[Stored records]

-- -- --

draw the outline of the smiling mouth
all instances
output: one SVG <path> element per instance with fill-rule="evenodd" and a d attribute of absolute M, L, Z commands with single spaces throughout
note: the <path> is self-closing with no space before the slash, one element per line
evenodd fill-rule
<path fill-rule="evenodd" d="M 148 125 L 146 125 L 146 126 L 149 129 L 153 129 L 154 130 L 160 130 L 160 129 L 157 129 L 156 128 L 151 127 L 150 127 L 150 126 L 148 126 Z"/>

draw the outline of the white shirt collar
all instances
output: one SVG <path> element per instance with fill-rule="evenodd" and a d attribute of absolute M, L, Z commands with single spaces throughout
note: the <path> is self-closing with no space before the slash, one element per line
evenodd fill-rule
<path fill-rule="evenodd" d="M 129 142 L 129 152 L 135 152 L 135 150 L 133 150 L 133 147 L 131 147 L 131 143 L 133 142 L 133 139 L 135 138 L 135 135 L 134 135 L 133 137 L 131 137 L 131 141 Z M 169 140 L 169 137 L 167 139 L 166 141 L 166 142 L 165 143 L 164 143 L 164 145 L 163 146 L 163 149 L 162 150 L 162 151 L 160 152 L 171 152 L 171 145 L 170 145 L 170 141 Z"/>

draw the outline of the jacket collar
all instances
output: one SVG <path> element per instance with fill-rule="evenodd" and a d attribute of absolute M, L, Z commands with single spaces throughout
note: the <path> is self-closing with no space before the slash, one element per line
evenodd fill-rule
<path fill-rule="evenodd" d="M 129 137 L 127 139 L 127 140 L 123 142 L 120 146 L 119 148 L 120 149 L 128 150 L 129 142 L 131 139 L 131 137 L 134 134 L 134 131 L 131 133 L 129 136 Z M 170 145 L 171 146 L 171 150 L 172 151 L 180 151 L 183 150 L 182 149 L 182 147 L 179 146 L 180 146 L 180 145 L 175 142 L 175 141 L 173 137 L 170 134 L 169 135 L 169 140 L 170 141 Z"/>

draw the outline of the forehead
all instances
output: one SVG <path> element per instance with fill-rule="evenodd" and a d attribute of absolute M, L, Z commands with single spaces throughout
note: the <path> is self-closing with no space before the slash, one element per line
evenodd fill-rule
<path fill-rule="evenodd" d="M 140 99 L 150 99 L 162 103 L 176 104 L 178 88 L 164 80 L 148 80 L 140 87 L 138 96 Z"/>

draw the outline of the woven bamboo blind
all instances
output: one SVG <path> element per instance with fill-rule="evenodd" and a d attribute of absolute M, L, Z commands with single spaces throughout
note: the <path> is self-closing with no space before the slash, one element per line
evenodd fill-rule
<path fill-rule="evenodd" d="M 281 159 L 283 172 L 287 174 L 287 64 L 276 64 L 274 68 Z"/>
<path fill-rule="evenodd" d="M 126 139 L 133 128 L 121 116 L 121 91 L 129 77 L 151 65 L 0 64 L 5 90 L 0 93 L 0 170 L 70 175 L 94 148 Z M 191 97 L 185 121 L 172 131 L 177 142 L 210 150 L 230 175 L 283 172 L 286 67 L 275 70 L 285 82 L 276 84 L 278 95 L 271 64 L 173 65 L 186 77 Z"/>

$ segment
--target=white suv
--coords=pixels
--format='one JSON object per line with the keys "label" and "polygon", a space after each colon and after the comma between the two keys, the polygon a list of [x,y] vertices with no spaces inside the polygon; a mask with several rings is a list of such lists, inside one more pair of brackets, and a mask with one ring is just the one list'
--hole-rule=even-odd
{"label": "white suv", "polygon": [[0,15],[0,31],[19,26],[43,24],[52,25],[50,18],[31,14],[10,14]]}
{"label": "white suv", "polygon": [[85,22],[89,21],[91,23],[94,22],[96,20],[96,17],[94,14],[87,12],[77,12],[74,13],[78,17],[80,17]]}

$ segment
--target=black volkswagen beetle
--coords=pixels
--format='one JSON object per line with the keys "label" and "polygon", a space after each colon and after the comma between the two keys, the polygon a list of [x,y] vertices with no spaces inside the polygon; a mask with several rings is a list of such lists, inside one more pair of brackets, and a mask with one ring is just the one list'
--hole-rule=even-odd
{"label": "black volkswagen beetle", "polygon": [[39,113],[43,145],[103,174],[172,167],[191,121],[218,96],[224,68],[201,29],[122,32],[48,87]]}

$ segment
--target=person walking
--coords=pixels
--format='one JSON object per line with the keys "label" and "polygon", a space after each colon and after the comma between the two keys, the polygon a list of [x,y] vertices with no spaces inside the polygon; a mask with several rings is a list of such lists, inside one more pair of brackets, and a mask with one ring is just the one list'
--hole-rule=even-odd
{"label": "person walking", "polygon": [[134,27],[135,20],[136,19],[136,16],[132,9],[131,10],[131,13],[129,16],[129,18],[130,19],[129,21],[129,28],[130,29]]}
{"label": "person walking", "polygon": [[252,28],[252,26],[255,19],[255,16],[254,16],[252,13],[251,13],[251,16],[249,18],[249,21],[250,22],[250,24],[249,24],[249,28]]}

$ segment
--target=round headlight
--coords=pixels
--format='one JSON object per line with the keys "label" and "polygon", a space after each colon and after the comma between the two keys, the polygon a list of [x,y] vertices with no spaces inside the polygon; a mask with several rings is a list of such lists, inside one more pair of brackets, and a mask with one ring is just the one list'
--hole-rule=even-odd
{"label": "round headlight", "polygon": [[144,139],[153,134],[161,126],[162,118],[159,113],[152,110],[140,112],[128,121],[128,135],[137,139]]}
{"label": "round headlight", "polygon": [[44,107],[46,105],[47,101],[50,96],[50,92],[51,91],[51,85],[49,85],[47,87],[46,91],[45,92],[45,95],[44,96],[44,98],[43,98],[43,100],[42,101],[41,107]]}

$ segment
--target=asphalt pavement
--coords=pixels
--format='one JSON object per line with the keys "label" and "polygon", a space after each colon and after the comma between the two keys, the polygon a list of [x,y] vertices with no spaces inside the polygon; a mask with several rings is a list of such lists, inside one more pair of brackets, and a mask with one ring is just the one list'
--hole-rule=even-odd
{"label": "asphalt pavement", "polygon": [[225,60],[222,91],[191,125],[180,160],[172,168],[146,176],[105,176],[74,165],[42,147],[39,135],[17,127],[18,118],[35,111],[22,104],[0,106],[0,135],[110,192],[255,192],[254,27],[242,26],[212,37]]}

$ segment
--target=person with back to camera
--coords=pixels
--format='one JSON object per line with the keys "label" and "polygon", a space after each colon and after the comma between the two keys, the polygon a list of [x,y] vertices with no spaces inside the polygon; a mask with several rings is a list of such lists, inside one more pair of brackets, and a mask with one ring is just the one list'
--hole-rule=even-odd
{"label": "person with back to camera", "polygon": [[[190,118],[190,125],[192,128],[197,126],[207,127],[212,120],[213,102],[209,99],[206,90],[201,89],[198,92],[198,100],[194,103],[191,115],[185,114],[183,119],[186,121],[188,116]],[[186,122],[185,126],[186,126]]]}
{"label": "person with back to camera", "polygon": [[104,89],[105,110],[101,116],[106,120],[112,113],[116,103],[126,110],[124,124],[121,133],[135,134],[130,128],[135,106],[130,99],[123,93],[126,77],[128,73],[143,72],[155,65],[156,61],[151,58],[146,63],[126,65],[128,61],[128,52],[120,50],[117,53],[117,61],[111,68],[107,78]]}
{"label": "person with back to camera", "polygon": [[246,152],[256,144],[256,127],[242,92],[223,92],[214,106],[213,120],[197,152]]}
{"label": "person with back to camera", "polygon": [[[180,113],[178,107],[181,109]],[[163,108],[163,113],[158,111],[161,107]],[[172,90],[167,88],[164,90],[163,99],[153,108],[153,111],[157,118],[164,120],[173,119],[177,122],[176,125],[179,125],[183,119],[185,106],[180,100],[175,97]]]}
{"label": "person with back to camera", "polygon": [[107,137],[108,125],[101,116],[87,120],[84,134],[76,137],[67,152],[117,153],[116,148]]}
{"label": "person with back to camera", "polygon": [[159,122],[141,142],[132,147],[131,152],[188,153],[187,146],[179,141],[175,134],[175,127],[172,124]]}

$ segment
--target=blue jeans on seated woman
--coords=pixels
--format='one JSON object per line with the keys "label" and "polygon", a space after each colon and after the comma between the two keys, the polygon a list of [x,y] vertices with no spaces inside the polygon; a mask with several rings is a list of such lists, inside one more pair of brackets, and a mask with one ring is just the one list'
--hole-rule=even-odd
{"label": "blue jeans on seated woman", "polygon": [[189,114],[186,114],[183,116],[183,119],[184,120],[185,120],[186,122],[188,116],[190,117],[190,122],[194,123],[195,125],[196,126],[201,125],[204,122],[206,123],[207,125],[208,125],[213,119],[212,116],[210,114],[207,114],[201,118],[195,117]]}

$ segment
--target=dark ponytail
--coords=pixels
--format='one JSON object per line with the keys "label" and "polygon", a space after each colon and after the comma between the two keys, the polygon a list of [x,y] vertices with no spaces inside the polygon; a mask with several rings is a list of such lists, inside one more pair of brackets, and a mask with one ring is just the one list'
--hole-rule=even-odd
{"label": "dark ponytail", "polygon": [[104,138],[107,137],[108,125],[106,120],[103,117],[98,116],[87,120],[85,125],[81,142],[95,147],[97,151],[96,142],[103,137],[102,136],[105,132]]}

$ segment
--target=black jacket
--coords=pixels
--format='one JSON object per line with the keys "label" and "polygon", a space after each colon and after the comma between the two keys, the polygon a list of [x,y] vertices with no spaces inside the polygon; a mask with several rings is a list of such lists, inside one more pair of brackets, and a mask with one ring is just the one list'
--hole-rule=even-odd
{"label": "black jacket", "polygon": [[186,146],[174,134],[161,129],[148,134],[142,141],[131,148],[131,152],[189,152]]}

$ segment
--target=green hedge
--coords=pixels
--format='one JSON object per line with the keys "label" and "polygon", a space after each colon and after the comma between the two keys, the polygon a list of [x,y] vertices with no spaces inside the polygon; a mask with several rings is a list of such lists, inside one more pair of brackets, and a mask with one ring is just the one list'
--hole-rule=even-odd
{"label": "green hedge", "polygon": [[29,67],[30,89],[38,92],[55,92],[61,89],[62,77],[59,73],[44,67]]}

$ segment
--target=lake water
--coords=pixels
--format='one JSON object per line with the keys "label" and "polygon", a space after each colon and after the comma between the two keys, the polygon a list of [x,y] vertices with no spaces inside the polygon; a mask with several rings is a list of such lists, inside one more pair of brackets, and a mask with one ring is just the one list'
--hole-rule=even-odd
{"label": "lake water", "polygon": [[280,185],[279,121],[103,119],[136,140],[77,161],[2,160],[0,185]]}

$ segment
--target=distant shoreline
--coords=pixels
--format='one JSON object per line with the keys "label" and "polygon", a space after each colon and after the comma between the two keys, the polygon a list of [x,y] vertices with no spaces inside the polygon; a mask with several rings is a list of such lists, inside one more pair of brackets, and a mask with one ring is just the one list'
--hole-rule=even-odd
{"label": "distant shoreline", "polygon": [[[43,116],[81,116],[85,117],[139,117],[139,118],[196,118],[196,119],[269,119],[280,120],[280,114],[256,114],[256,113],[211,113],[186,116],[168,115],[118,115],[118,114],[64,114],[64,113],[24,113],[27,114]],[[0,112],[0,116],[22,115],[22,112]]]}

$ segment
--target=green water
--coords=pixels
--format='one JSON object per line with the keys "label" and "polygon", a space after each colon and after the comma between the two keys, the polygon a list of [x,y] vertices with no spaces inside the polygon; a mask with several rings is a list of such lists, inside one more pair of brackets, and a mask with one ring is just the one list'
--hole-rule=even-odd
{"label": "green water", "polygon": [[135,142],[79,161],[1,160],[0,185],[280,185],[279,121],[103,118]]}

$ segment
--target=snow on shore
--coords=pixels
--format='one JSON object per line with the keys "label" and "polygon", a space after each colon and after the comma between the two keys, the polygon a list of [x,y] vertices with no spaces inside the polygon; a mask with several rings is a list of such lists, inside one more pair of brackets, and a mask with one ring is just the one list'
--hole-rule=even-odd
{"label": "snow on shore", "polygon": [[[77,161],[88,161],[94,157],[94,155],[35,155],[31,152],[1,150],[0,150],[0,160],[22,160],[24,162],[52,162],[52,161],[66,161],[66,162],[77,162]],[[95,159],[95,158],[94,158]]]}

-- -- --

■ **GIVEN TASK**
Rescale the material from its beginning up to and including the line containing "129 142 L 129", repeating every line of that stretch, requests included, and multiplying each coordinate in the answers by 1.1, rounded to the nearest whole number with halves rounded up.

■ **TASK ANSWER**
draw the outline of the smiling mouth
all instances
output: one SVG <path> element per instance with fill-rule="evenodd" and a d attribute of absolute M, L, Z commands with single spaces throughout
note: the <path> is self-closing with no space before the slash, one element per line
evenodd fill-rule
<path fill-rule="evenodd" d="M 163 138 L 161 138 L 161 139 L 164 142 L 168 142 L 169 143 L 176 143 L 176 142 L 173 142 L 172 141 L 166 140 L 165 140 L 165 139 L 163 139 Z"/>

draw the outline of the white shirt collar
all instances
output: one SVG <path> element per instance with fill-rule="evenodd" and a d attribute of absolute M, L, Z commands with single spaces throughout
note: the <path> is self-closing with no space before the slash, one element per line
evenodd fill-rule
<path fill-rule="evenodd" d="M 142 156 L 142 167 L 149 167 L 149 165 L 146 165 L 146 162 L 144 162 L 144 157 L 146 156 L 146 153 L 149 152 L 149 149 L 147 149 L 146 151 L 144 151 L 144 155 Z M 186 154 L 186 151 L 184 153 L 183 155 L 183 156 L 182 157 L 180 157 L 180 160 L 179 161 L 179 164 L 178 165 L 178 166 L 176 167 L 188 167 L 188 160 L 187 160 L 187 155 Z"/>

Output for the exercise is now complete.